- **Problem description**: Each line from the line holding "wooden deck | bbox" through the last line should be written out exactly, with nothing else and no images.

- **Provided entries**:
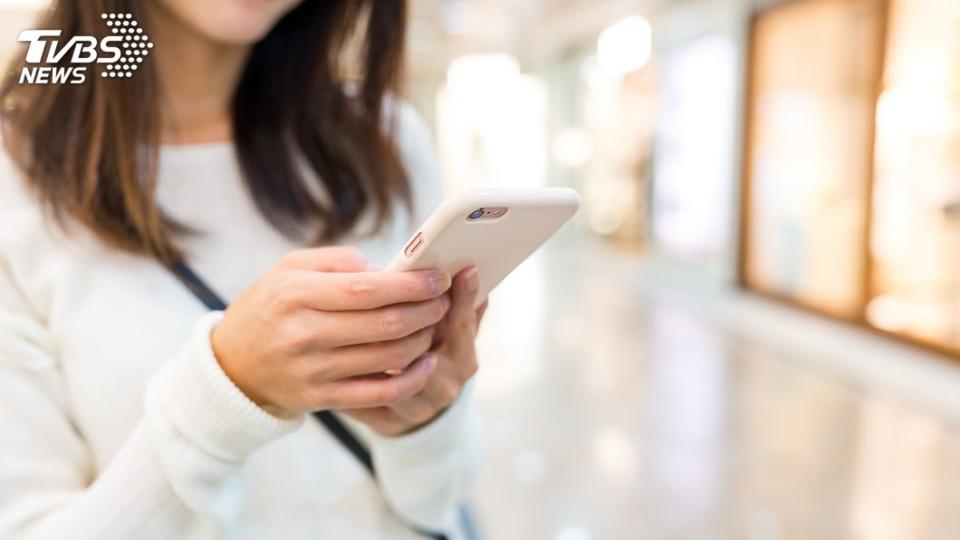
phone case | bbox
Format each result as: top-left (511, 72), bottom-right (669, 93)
top-left (387, 188), bottom-right (580, 303)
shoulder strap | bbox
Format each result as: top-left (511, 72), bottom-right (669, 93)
top-left (168, 262), bottom-right (447, 540)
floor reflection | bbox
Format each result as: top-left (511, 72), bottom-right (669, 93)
top-left (475, 238), bottom-right (960, 540)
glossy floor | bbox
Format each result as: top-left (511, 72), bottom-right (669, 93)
top-left (474, 239), bottom-right (960, 540)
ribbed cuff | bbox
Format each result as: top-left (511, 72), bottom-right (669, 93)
top-left (147, 311), bottom-right (303, 461)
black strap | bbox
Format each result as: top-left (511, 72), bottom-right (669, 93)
top-left (169, 262), bottom-right (447, 540)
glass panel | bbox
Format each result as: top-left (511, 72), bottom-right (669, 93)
top-left (744, 0), bottom-right (883, 318)
top-left (653, 35), bottom-right (737, 262)
top-left (867, 0), bottom-right (960, 350)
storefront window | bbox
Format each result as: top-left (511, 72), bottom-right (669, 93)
top-left (653, 35), bottom-right (737, 262)
top-left (867, 0), bottom-right (960, 349)
top-left (743, 0), bottom-right (883, 319)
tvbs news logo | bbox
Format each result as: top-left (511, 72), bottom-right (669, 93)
top-left (17, 13), bottom-right (153, 84)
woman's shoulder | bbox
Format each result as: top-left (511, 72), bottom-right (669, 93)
top-left (384, 95), bottom-right (443, 223)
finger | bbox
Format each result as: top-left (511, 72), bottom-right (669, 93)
top-left (280, 246), bottom-right (370, 272)
top-left (430, 294), bottom-right (450, 349)
top-left (449, 266), bottom-right (480, 332)
top-left (287, 270), bottom-right (450, 311)
top-left (311, 296), bottom-right (450, 348)
top-left (323, 354), bottom-right (437, 409)
top-left (390, 394), bottom-right (444, 426)
top-left (412, 364), bottom-right (465, 412)
top-left (475, 300), bottom-right (490, 326)
top-left (323, 327), bottom-right (433, 380)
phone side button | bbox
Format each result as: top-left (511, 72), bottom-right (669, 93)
top-left (403, 233), bottom-right (423, 257)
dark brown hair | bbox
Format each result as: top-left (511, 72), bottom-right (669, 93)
top-left (0, 0), bottom-right (410, 262)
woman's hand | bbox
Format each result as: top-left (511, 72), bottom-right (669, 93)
top-left (211, 247), bottom-right (451, 416)
top-left (343, 268), bottom-right (487, 436)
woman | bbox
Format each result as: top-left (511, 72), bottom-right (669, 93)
top-left (0, 0), bottom-right (480, 539)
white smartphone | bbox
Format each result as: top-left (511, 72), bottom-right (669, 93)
top-left (386, 188), bottom-right (580, 304)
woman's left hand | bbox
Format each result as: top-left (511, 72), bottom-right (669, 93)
top-left (341, 267), bottom-right (487, 436)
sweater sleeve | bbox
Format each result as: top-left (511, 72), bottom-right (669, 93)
top-left (0, 260), bottom-right (299, 539)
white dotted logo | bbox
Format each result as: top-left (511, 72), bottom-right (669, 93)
top-left (17, 13), bottom-right (153, 84)
top-left (100, 13), bottom-right (153, 77)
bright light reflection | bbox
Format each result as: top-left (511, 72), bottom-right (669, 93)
top-left (597, 16), bottom-right (653, 75)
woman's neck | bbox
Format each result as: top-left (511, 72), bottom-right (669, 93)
top-left (148, 2), bottom-right (250, 144)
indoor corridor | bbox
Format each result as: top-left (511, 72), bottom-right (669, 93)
top-left (475, 235), bottom-right (960, 540)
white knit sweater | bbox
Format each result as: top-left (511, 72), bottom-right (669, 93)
top-left (0, 106), bottom-right (471, 540)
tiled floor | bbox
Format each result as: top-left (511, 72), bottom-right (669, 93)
top-left (475, 238), bottom-right (960, 540)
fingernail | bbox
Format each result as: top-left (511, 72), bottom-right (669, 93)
top-left (463, 267), bottom-right (480, 293)
top-left (427, 270), bottom-right (450, 294)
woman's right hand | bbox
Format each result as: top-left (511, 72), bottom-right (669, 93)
top-left (211, 247), bottom-right (450, 416)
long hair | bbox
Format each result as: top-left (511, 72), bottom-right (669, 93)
top-left (0, 0), bottom-right (410, 262)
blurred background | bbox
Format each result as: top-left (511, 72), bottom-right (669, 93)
top-left (0, 0), bottom-right (960, 540)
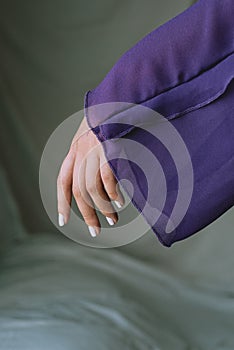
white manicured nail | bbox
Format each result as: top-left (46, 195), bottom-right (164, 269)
top-left (106, 216), bottom-right (115, 226)
top-left (58, 213), bottom-right (65, 226)
top-left (114, 201), bottom-right (122, 208)
top-left (88, 226), bottom-right (97, 237)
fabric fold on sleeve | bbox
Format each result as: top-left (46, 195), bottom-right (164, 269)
top-left (84, 0), bottom-right (234, 247)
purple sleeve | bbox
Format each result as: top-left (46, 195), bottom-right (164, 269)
top-left (85, 0), bottom-right (234, 246)
top-left (85, 0), bottom-right (234, 124)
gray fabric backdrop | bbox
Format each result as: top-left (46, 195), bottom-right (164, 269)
top-left (0, 0), bottom-right (234, 350)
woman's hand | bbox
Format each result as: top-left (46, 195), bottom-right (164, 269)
top-left (57, 118), bottom-right (124, 237)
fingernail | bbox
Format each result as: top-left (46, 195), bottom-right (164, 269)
top-left (106, 216), bottom-right (115, 226)
top-left (58, 213), bottom-right (65, 226)
top-left (114, 201), bottom-right (122, 208)
top-left (88, 226), bottom-right (97, 237)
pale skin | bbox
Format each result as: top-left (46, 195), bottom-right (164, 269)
top-left (57, 117), bottom-right (124, 237)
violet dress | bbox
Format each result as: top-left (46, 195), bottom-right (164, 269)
top-left (84, 0), bottom-right (234, 247)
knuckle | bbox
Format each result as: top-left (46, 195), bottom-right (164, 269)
top-left (102, 170), bottom-right (111, 182)
top-left (86, 183), bottom-right (96, 195)
top-left (72, 186), bottom-right (81, 200)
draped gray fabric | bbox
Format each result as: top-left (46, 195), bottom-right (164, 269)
top-left (0, 0), bottom-right (234, 350)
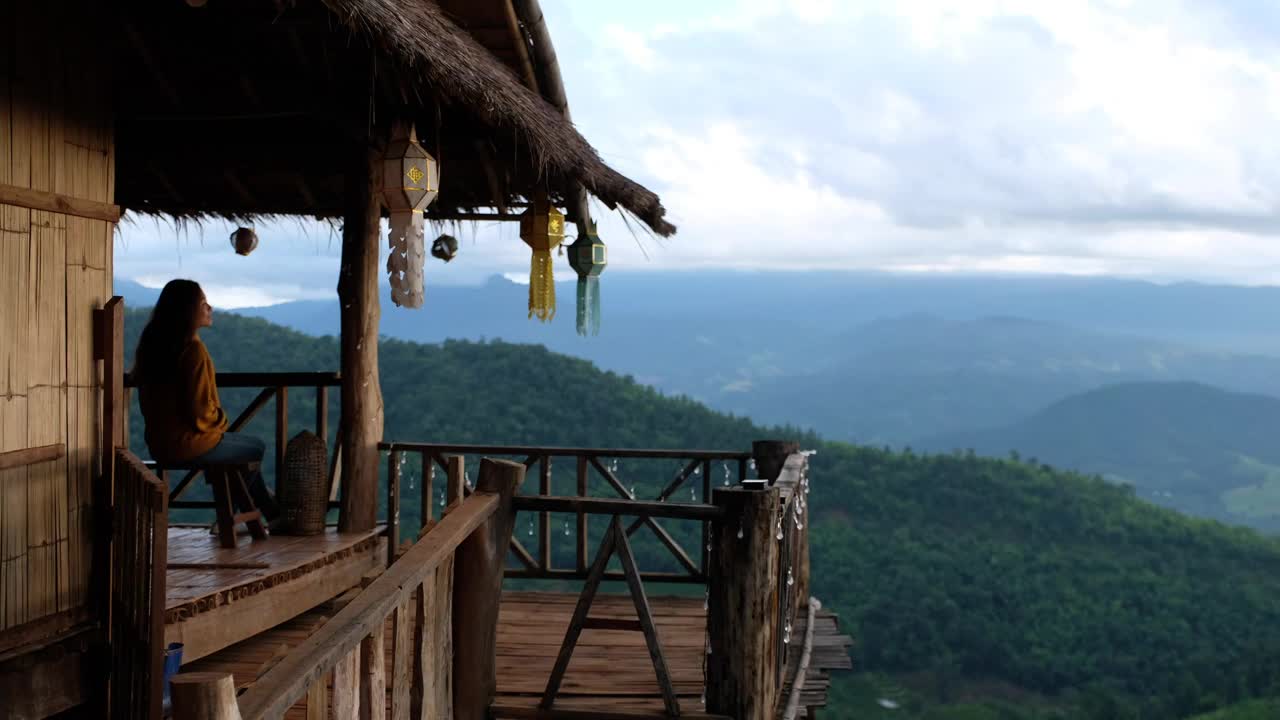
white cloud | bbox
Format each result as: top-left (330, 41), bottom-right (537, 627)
top-left (116, 0), bottom-right (1280, 294)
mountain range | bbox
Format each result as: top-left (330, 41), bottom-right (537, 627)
top-left (116, 272), bottom-right (1280, 530)
top-left (117, 304), bottom-right (1280, 720)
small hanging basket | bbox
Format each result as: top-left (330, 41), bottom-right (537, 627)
top-left (279, 430), bottom-right (329, 536)
top-left (230, 228), bottom-right (257, 255)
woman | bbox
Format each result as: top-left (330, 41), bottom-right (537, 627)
top-left (133, 279), bottom-right (279, 521)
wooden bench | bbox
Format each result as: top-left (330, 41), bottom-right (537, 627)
top-left (147, 461), bottom-right (268, 547)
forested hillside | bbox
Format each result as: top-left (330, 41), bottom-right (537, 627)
top-left (127, 313), bottom-right (1280, 719)
top-left (919, 383), bottom-right (1280, 532)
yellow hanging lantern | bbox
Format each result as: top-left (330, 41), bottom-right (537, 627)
top-left (520, 192), bottom-right (564, 322)
top-left (383, 123), bottom-right (440, 307)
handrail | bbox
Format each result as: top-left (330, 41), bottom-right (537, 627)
top-left (513, 495), bottom-right (724, 520)
top-left (124, 372), bottom-right (342, 387)
top-left (238, 492), bottom-right (499, 720)
top-left (378, 442), bottom-right (751, 461)
top-left (379, 441), bottom-right (755, 583)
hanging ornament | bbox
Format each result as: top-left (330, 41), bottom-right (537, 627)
top-left (568, 220), bottom-right (609, 336)
top-left (232, 228), bottom-right (257, 255)
top-left (431, 234), bottom-right (458, 263)
top-left (383, 123), bottom-right (440, 307)
top-left (520, 191), bottom-right (564, 322)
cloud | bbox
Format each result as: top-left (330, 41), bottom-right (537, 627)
top-left (116, 0), bottom-right (1280, 299)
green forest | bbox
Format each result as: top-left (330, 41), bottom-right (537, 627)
top-left (125, 311), bottom-right (1280, 720)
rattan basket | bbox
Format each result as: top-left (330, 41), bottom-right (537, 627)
top-left (279, 430), bottom-right (329, 536)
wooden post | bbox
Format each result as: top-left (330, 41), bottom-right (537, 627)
top-left (453, 457), bottom-right (525, 720)
top-left (751, 439), bottom-right (800, 486)
top-left (419, 452), bottom-right (435, 527)
top-left (275, 386), bottom-right (288, 495)
top-left (387, 450), bottom-right (404, 568)
top-left (338, 149), bottom-right (383, 532)
top-left (538, 455), bottom-right (552, 570)
top-left (577, 455), bottom-right (590, 573)
top-left (791, 452), bottom-right (813, 609)
top-left (169, 673), bottom-right (241, 720)
top-left (442, 455), bottom-right (467, 504)
top-left (707, 487), bottom-right (783, 720)
top-left (316, 386), bottom-right (329, 447)
top-left (360, 609), bottom-right (387, 720)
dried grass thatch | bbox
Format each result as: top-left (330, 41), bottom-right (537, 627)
top-left (116, 0), bottom-right (676, 236)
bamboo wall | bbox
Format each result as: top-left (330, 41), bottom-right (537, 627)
top-left (0, 0), bottom-right (115, 633)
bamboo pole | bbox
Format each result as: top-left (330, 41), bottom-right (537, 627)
top-left (453, 457), bottom-right (525, 720)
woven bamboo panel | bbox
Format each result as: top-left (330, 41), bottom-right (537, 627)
top-left (0, 0), bottom-right (115, 629)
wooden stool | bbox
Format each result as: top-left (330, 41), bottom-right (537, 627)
top-left (147, 462), bottom-right (266, 547)
top-left (204, 462), bottom-right (266, 547)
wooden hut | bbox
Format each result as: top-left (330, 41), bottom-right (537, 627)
top-left (0, 0), bottom-right (675, 717)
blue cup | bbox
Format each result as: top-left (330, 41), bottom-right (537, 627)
top-left (164, 643), bottom-right (182, 707)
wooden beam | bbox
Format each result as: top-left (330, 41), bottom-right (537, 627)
top-left (379, 442), bottom-right (751, 460)
top-left (516, 495), bottom-right (724, 520)
top-left (0, 184), bottom-right (120, 223)
top-left (338, 150), bottom-right (383, 532)
top-left (241, 492), bottom-right (506, 720)
top-left (169, 673), bottom-right (241, 720)
top-left (455, 457), bottom-right (525, 720)
top-left (502, 0), bottom-right (541, 95)
top-left (0, 442), bottom-right (67, 470)
top-left (124, 373), bottom-right (342, 386)
top-left (493, 703), bottom-right (732, 720)
top-left (165, 535), bottom-right (385, 661)
top-left (613, 515), bottom-right (680, 717)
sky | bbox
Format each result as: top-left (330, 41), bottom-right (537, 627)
top-left (115, 0), bottom-right (1280, 307)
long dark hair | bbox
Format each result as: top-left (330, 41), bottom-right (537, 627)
top-left (133, 279), bottom-right (205, 384)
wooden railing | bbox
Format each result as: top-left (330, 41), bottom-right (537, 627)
top-left (124, 373), bottom-right (342, 510)
top-left (773, 454), bottom-right (809, 688)
top-left (108, 447), bottom-right (169, 720)
top-left (173, 459), bottom-right (525, 720)
top-left (379, 442), bottom-right (754, 583)
top-left (705, 442), bottom-right (809, 720)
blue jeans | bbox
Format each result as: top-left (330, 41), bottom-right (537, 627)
top-left (191, 433), bottom-right (280, 521)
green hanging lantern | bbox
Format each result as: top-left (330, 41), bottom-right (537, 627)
top-left (568, 220), bottom-right (609, 336)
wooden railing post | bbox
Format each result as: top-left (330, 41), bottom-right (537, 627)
top-left (453, 457), bottom-right (525, 720)
top-left (751, 439), bottom-right (800, 486)
top-left (387, 450), bottom-right (404, 568)
top-left (707, 487), bottom-right (783, 720)
top-left (169, 673), bottom-right (241, 720)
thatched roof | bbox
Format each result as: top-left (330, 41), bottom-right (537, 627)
top-left (116, 0), bottom-right (675, 234)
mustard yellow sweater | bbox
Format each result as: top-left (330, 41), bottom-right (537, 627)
top-left (138, 337), bottom-right (227, 462)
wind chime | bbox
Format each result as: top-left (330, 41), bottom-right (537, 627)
top-left (383, 123), bottom-right (440, 307)
top-left (520, 191), bottom-right (564, 322)
top-left (568, 220), bottom-right (609, 336)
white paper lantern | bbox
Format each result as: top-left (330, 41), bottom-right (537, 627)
top-left (383, 124), bottom-right (440, 307)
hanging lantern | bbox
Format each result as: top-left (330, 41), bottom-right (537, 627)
top-left (383, 123), bottom-right (440, 307)
top-left (520, 192), bottom-right (564, 322)
top-left (431, 234), bottom-right (458, 263)
top-left (568, 220), bottom-right (609, 336)
top-left (232, 228), bottom-right (257, 255)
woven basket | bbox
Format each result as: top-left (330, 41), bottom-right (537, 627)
top-left (279, 430), bottom-right (329, 536)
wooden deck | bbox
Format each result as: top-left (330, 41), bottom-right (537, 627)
top-left (494, 592), bottom-right (707, 717)
top-left (165, 527), bottom-right (387, 662)
top-left (183, 592), bottom-right (849, 720)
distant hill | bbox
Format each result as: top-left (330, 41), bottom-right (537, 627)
top-left (732, 314), bottom-right (1280, 446)
top-left (918, 383), bottom-right (1280, 530)
top-left (125, 311), bottom-right (1280, 720)
top-left (180, 273), bottom-right (1280, 447)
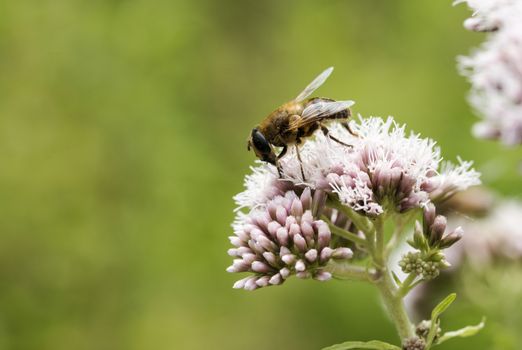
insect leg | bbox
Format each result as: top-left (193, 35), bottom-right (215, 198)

- **Complete output**:
wooden deck | bbox
Format each result as: top-left (330, 41), bottom-right (537, 627)
top-left (494, 592), bottom-right (707, 717)
top-left (165, 527), bottom-right (387, 662)
top-left (183, 592), bottom-right (849, 720)
distant hill | bbox
Format each result as: top-left (330, 41), bottom-right (537, 627)
top-left (732, 314), bottom-right (1280, 446)
top-left (918, 383), bottom-right (1280, 530)
top-left (125, 311), bottom-right (1280, 720)
top-left (180, 273), bottom-right (1280, 447)
insect leg | bbox
Format each result as: top-left (193, 35), bottom-right (215, 198)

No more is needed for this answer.